Coordinate labeling data

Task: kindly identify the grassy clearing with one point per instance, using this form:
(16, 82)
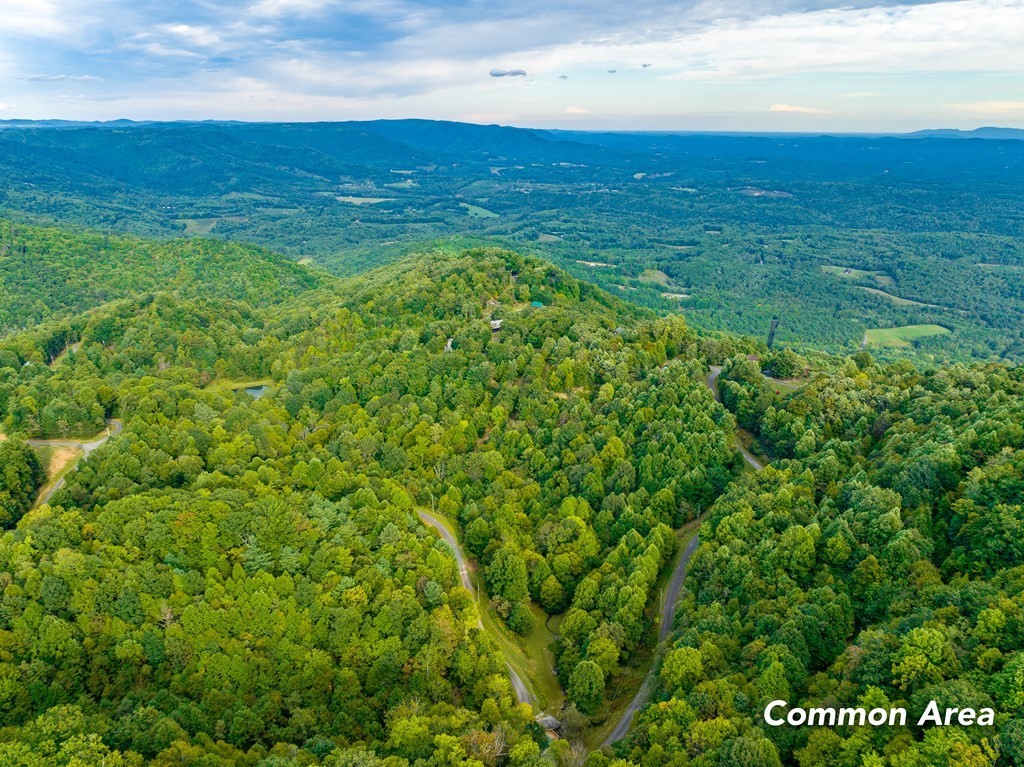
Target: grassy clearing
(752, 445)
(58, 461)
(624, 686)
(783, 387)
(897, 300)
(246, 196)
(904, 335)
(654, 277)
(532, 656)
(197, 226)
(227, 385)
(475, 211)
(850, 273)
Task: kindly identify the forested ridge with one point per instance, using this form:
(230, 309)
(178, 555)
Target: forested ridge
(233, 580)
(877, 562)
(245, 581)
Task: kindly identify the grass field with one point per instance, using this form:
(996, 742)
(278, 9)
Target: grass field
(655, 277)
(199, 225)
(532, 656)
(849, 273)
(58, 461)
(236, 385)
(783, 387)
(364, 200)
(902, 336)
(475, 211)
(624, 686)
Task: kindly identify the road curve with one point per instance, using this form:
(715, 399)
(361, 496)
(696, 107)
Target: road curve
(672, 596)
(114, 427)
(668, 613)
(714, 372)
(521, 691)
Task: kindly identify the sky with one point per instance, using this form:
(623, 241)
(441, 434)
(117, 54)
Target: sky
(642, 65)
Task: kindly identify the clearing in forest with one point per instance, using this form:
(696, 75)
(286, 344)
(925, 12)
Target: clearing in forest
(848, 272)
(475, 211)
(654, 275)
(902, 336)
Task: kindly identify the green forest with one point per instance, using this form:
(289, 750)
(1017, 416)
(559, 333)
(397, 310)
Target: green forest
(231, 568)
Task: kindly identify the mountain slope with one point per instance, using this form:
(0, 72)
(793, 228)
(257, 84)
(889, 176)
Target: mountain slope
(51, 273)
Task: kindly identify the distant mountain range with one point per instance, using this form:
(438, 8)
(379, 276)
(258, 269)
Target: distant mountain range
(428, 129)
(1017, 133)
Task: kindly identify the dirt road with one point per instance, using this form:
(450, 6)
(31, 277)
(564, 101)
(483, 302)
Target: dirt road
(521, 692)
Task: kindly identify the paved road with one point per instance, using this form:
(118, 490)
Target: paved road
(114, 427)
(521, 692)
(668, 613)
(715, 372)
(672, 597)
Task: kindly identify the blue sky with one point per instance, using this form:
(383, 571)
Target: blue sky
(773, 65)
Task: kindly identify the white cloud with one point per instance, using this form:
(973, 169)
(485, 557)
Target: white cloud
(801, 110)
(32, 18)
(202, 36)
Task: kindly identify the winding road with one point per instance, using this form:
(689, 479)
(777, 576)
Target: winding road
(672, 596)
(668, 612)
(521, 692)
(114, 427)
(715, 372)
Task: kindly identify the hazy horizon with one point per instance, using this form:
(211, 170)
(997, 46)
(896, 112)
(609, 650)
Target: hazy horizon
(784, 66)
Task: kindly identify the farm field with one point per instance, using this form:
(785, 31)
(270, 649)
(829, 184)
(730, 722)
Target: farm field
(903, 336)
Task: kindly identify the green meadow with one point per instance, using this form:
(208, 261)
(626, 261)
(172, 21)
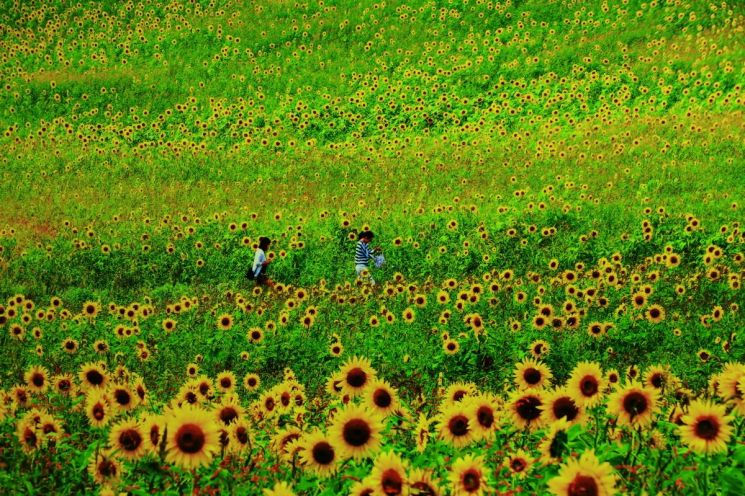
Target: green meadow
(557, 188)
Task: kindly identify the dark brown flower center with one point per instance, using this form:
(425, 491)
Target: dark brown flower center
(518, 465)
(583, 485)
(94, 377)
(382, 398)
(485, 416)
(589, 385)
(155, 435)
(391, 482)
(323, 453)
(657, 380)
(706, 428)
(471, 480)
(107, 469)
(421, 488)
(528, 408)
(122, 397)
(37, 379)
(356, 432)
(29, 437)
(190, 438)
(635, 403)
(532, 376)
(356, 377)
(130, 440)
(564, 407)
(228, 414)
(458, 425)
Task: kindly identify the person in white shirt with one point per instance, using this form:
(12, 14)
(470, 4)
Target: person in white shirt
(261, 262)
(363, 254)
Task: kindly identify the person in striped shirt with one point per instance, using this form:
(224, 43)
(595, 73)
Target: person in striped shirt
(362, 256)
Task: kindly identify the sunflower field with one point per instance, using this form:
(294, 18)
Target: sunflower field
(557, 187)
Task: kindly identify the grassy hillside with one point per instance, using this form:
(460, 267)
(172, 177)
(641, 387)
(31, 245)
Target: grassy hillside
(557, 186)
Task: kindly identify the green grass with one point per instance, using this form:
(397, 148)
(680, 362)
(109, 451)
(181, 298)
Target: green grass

● TASK BRIEF
Print nothing but the lines from the line with "Task: kindly identify the dark" to the last line of the records above. Both of those lines count.

● SOLUTION FOR THIS EXERCISE
Task: kindly identify the dark brown flower center with one point per instance, using this form:
(425, 491)
Target: dark brown flower center
(518, 465)
(583, 485)
(94, 377)
(382, 398)
(485, 416)
(589, 385)
(155, 435)
(391, 482)
(323, 453)
(657, 380)
(706, 428)
(471, 480)
(107, 469)
(421, 488)
(528, 408)
(122, 397)
(37, 379)
(356, 432)
(29, 437)
(190, 438)
(635, 403)
(532, 376)
(356, 377)
(130, 440)
(564, 407)
(228, 414)
(458, 425)
Task: kindly identify the person in white shirt with one point per instance, using this form:
(12, 14)
(470, 4)
Target: person in white shirt
(261, 262)
(363, 254)
Task: kindly identify the person in striped shirt with one point per instance, using this form:
(224, 43)
(595, 73)
Target: person in striped shirt
(362, 256)
Task: kindly identify the sunflower field with one point per instance, using this form:
(294, 18)
Target: sunflower field
(557, 187)
Task: kindly identify the grassy hillside with one point per instance, using this form:
(460, 267)
(172, 177)
(641, 387)
(31, 245)
Target: grassy hillside
(557, 186)
Task: kindly identify the green grass with one point per instance, using this form:
(397, 148)
(680, 362)
(109, 451)
(181, 298)
Target: green grass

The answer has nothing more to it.